Saved entries
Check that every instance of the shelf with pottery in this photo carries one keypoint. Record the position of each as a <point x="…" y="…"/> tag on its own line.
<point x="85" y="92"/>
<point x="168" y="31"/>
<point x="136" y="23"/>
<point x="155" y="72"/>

WHAT IS EXPECTED
May I have all of the records repeated exactly?

OUTPUT FOR THIS TASK
Check that every instance of the shelf with pottery in this photo carries one keypoint. Record the position of each as a <point x="…" y="…"/> tag on its own line.
<point x="85" y="92"/>
<point x="168" y="31"/>
<point x="136" y="23"/>
<point x="155" y="72"/>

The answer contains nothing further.